*DATA ROWS*
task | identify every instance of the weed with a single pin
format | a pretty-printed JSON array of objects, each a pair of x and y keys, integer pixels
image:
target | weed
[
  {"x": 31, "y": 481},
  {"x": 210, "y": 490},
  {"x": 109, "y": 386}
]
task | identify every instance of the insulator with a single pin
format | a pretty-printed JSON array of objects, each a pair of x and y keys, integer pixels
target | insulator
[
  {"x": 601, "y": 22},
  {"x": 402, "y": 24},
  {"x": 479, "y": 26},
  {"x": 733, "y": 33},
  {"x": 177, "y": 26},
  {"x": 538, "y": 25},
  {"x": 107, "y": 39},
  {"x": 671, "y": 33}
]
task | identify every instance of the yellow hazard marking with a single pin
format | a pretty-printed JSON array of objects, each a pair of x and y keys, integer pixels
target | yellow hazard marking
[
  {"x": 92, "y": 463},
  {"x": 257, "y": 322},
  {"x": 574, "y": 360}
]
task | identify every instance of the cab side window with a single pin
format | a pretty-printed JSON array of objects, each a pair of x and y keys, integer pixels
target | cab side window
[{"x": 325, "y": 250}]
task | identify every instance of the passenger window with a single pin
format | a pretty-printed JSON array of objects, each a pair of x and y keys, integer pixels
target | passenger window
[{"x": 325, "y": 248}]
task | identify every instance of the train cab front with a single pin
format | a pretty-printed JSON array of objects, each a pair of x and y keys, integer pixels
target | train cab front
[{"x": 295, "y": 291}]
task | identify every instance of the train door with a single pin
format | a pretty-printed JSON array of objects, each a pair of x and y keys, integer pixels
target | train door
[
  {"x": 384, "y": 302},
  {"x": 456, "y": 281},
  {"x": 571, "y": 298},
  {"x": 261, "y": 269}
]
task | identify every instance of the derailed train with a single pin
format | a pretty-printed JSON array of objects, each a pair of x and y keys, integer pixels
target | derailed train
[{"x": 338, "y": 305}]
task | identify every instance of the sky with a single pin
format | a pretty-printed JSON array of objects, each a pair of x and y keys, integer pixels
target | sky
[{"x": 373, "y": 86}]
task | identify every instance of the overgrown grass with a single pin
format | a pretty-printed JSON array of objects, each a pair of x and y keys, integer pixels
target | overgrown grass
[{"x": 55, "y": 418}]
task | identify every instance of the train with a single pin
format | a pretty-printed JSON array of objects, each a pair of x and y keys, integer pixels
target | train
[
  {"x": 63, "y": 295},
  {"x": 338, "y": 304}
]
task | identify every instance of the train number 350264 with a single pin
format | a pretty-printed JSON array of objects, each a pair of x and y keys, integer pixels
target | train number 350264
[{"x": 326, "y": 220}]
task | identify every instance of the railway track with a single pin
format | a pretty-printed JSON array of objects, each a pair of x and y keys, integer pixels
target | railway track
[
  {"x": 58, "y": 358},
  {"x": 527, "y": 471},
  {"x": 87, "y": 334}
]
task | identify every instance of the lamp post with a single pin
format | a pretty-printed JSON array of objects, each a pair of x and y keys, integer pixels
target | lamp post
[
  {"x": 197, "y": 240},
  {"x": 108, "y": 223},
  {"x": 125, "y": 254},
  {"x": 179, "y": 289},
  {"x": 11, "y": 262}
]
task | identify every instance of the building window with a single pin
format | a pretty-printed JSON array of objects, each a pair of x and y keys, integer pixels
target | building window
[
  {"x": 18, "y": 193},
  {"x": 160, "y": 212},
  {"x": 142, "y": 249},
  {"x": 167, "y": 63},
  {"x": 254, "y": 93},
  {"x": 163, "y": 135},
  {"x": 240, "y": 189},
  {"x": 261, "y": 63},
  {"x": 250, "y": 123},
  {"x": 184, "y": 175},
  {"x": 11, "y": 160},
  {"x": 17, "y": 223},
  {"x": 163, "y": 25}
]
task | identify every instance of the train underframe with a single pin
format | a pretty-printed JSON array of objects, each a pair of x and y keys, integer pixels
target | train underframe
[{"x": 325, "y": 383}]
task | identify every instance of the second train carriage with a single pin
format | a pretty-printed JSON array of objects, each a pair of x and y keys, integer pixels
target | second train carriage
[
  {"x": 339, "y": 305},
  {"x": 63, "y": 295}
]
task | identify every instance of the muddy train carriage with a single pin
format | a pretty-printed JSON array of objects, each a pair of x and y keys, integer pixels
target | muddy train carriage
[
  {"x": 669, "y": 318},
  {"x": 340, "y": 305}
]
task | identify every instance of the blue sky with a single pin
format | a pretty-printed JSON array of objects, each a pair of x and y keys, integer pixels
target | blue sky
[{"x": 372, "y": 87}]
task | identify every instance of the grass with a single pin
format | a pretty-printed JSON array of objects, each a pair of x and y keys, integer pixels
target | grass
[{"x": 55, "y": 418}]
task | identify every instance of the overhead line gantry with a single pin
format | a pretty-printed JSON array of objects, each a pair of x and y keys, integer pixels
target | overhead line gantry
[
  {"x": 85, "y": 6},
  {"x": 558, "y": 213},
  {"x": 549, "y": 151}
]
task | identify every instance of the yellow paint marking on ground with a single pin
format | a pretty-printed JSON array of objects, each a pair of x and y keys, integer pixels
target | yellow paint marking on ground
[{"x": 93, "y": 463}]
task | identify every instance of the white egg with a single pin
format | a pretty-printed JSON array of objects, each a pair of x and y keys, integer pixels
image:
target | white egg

*STATED GOAL*
Turn everything from the line containing "task | identify every instance of the blue" down to the last line of the items into a JSON list of strings, one string per line, skipping any blank lines.

*WRITTEN SOLUTION*
[
  "task | identify every instance of the blue sky with a single pin",
  "format | a pretty-printed JSON array of objects, each a pair of x and y keys, integer pixels",
  "target | blue sky",
  "[{\"x\": 372, \"y\": 87}]",
  "task | identify every instance of the grass with a single pin",
  "format | a pretty-printed JSON array of objects, each a pair of x and y keys, integer pixels",
  "target | grass",
  "[{\"x\": 55, \"y\": 418}]",
  "task | identify every instance of the overhead line gantry with a single pin",
  "format | a pretty-printed JSON array of objects, each a pair of x and y keys, integer pixels",
  "target | overhead line gantry",
  "[",
  "  {\"x\": 85, \"y\": 6},",
  "  {\"x\": 558, \"y\": 213},",
  "  {\"x\": 549, \"y\": 151}",
  "]",
  "task | identify every instance of the yellow paint marking on ground with a single pin",
  "format | a pretty-printed JSON array of objects, each a pair of x and y keys, integer pixels",
  "target | yellow paint marking on ground",
  "[{\"x\": 93, \"y\": 463}]",
  "task | identify every instance of the white egg with a single pin",
  "format | a pretty-printed JSON array of objects, each a pair of x and y keys, integer pixels",
  "image:",
  "target | white egg"
]